§ Task description:
Return all the entries word for word.

§ Source material:
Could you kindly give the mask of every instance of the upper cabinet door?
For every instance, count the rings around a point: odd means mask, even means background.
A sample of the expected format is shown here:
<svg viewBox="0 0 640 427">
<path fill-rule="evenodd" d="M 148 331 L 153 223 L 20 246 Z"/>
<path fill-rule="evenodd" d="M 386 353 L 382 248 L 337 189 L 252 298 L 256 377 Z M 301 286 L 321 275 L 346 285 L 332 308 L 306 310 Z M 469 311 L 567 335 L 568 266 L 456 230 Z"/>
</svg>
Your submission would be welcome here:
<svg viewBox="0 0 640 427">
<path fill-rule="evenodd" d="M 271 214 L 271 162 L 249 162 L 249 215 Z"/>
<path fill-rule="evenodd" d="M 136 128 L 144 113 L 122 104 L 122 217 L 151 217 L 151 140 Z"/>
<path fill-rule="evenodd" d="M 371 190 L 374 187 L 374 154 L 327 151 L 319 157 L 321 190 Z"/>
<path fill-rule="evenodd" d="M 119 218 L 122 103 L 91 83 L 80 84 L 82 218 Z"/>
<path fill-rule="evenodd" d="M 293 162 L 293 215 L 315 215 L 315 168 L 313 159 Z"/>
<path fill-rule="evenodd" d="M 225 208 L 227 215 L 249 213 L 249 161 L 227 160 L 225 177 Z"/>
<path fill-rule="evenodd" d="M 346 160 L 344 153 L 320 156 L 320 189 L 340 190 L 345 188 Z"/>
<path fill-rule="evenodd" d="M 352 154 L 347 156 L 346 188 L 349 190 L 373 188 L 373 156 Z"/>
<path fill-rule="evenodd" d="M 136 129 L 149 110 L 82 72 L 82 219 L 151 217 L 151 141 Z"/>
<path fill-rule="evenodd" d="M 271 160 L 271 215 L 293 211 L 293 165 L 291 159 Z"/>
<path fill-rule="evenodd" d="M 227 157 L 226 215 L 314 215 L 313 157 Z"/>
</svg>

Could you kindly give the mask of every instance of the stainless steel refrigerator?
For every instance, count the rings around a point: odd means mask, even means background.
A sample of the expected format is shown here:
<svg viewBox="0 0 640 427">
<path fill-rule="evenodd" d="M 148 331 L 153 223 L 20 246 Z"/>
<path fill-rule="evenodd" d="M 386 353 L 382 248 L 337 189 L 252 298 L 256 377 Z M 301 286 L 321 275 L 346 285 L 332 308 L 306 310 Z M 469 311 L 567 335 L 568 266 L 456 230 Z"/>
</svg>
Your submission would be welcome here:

§ Written answer:
Could you kindly give the mask of every instance of the upper cabinet door?
For every instance, count the rings around a point: odd means mask, even means background.
A sample of the expected format is shown here:
<svg viewBox="0 0 640 427">
<path fill-rule="evenodd" d="M 148 331 L 153 223 L 20 246 Z"/>
<path fill-rule="evenodd" d="M 386 353 L 382 248 L 337 189 L 252 298 L 256 377 Z M 301 286 L 321 275 L 346 285 L 332 308 L 306 310 Z M 469 311 L 567 335 L 568 266 L 456 230 Z"/>
</svg>
Your submission would be welcome here:
<svg viewBox="0 0 640 427">
<path fill-rule="evenodd" d="M 271 214 L 271 162 L 249 162 L 249 215 Z"/>
<path fill-rule="evenodd" d="M 136 128 L 144 113 L 122 104 L 122 217 L 151 217 L 151 140 Z"/>
<path fill-rule="evenodd" d="M 371 190 L 374 187 L 374 154 L 327 151 L 319 157 L 321 190 Z"/>
<path fill-rule="evenodd" d="M 119 218 L 122 103 L 91 83 L 80 84 L 82 218 Z"/>
<path fill-rule="evenodd" d="M 293 162 L 293 215 L 315 215 L 315 168 L 313 159 Z"/>
<path fill-rule="evenodd" d="M 225 208 L 227 215 L 249 213 L 249 161 L 227 160 L 225 177 Z"/>
<path fill-rule="evenodd" d="M 346 160 L 344 153 L 320 156 L 320 189 L 340 190 L 345 188 Z"/>
<path fill-rule="evenodd" d="M 352 154 L 347 156 L 346 188 L 349 190 L 373 188 L 373 156 Z"/>
<path fill-rule="evenodd" d="M 136 129 L 149 110 L 82 72 L 82 219 L 151 217 L 151 141 Z"/>
<path fill-rule="evenodd" d="M 271 160 L 271 215 L 293 211 L 293 165 L 291 159 Z"/>
<path fill-rule="evenodd" d="M 227 157 L 226 215 L 314 215 L 313 157 Z"/>
</svg>

Could you kindly give the mask of every instance of the stainless steel refrigerator?
For every instance, count the rings around a point: odd means mask, even means background.
A sample of the expected format is shown here:
<svg viewBox="0 0 640 427">
<path fill-rule="evenodd" d="M 148 331 L 153 223 L 20 246 Z"/>
<path fill-rule="evenodd" d="M 386 353 L 382 248 L 337 189 L 252 298 L 256 377 Z M 301 286 L 321 275 L 346 285 L 332 308 L 306 310 Z M 469 311 L 567 335 L 568 266 L 456 230 Z"/>
</svg>
Your submission would be welcome here:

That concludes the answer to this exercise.